(Source records)
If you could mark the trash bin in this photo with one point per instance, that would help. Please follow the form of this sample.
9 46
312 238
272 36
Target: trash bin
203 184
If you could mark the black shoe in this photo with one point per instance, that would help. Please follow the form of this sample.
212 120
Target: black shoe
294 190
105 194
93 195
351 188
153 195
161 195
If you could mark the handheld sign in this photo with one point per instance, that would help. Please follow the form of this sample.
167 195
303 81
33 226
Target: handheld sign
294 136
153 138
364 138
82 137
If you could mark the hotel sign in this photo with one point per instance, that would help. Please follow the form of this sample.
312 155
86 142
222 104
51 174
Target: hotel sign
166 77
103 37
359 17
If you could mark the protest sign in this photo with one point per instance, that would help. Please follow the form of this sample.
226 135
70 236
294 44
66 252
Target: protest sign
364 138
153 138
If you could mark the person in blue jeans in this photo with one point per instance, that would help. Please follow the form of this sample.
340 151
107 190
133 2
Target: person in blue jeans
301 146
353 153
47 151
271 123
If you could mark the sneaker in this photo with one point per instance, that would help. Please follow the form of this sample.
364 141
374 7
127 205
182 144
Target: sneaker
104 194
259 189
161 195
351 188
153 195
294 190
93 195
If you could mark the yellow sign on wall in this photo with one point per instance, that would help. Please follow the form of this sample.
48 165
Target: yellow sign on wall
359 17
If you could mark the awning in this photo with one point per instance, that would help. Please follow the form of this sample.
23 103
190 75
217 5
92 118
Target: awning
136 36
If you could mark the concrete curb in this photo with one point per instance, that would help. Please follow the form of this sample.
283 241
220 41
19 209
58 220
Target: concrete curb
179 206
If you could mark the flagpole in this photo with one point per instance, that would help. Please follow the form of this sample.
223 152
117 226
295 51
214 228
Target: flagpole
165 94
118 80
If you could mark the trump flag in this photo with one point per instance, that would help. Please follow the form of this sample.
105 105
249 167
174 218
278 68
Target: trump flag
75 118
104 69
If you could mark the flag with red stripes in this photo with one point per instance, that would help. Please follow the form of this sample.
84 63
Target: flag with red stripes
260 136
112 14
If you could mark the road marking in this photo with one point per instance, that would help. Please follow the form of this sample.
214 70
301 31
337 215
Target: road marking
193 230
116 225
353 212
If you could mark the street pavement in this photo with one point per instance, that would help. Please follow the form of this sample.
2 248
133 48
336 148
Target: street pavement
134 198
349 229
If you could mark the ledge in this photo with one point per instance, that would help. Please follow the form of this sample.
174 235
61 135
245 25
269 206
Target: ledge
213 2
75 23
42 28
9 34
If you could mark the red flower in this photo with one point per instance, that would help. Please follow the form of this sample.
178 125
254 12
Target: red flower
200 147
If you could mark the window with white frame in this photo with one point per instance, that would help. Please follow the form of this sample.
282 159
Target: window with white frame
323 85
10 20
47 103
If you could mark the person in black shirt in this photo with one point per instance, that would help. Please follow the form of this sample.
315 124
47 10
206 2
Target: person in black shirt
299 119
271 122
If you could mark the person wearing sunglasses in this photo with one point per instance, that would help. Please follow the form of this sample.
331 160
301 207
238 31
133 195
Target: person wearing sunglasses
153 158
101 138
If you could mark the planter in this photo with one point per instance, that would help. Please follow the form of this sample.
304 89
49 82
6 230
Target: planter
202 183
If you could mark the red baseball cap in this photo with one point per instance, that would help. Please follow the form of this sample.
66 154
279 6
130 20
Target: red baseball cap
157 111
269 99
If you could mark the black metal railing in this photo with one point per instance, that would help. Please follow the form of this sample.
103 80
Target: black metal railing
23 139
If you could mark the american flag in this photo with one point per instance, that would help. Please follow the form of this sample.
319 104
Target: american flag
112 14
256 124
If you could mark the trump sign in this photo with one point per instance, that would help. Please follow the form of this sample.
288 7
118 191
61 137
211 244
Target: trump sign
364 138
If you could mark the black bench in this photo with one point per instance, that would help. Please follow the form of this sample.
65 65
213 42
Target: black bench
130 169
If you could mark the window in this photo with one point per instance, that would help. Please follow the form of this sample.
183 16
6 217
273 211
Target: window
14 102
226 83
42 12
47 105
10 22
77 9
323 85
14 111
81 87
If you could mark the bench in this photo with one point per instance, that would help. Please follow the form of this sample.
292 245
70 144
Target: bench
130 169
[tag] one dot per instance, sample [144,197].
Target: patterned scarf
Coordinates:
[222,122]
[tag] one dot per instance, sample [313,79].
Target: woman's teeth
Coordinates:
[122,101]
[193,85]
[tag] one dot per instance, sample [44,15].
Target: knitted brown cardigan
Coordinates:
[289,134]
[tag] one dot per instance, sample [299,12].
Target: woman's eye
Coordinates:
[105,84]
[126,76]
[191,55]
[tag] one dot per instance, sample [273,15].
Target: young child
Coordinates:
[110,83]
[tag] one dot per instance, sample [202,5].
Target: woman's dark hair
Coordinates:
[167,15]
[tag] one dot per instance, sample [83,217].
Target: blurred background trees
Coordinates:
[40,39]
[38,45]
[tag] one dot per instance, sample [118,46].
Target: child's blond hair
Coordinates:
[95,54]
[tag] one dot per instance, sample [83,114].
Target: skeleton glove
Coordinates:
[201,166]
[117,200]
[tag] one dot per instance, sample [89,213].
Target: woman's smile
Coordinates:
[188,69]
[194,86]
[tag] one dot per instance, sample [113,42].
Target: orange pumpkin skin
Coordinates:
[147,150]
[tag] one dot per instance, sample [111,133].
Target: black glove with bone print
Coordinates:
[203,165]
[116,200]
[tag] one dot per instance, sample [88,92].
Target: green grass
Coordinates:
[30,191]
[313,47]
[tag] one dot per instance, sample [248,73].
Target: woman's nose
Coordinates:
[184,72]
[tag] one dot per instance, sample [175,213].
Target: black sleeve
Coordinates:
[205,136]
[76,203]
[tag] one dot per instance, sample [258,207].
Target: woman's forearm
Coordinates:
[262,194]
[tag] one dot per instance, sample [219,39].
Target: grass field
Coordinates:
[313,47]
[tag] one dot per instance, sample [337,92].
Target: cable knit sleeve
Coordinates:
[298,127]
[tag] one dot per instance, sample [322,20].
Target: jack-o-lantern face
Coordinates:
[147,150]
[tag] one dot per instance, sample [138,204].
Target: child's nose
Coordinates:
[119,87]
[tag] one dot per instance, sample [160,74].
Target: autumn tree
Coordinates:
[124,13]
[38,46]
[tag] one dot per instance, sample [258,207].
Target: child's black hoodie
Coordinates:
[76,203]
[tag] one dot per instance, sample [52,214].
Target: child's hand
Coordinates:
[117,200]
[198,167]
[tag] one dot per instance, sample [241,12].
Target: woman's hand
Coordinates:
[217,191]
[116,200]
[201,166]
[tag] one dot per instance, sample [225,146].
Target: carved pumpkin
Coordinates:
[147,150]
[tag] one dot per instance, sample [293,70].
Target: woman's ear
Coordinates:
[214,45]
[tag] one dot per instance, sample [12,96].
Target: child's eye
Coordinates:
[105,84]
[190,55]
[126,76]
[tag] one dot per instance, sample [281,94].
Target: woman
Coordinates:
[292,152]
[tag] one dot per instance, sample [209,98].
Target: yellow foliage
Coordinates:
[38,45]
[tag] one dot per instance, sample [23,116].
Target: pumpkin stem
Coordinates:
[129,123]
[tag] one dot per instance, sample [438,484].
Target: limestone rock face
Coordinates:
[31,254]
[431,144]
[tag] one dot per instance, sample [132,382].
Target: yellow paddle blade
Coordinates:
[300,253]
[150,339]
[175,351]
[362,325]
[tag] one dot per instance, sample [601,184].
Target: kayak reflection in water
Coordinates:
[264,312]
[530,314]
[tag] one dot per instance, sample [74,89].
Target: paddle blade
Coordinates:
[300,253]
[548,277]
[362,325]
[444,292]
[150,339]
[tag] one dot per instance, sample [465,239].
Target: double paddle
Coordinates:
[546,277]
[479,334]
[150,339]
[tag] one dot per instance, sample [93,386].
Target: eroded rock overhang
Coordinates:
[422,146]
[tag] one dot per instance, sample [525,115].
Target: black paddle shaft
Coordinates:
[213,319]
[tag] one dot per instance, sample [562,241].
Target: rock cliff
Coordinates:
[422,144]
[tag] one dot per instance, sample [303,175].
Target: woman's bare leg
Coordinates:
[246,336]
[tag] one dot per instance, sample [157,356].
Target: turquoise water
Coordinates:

(What the task requires) Scale the listing from the line containing "[tag] one dot per instance, sample [12,96]." through its last line, and reproduce every line in that span, requests included. Multiply each point coordinate in the answers by 1.2 and round to whole numbers, rounding halves up, and leave the sample points in the requests as they are.

(Finished task)
[tag] one dot per instance, sample [12,96].
Target: child's eye
Coordinates:
[126,101]
[228,66]
[151,91]
[tag] one dot per instance, sample [281,94].
Target: woman
Coordinates:
[350,182]
[tag] one dot per instance, sample [209,98].
Target: yellow foliage
Coordinates:
[46,54]
[tag] one dot per instance, sample [23,116].
Target: pumpkin stem
Coordinates:
[155,148]
[tag] one dot per instance, sample [438,484].
Target: limestone rock face
Coordinates:
[37,305]
[517,173]
[tag] one dot per instance, sample [132,382].
Target: yellow paddle blade
Coordinates:
[360,304]
[180,407]
[210,421]
[434,390]
[tag] one dot per instance, sample [601,184].
Target: kayak reflection in water
Coordinates:
[317,374]
[636,377]
[tag] one dot per instance, sample [74,89].
Target: paddle blade
Coordinates:
[360,304]
[658,332]
[434,390]
[533,350]
[180,407]
[tag] one dot per instance, sample [465,239].
Target: double paddle
Coordinates:
[655,332]
[575,401]
[180,407]
[tag] one dot per instance, sample [93,386].
Target: eroded rock overhang
Coordinates:
[506,175]
[tag] one dot per instance, sample [525,115].
Target: black paddle shaft
Coordinates:
[256,383]
[tag] one dot per instance, sample [562,241].
Target: rock cliff
Coordinates:
[506,173]
[tag] one dot per instance, sample [303,175].
Target: woman's bare leg
Coordinates:
[295,403]
[tag] one dot per instance, sample [157,356].
Target: turquoise water
Coordinates:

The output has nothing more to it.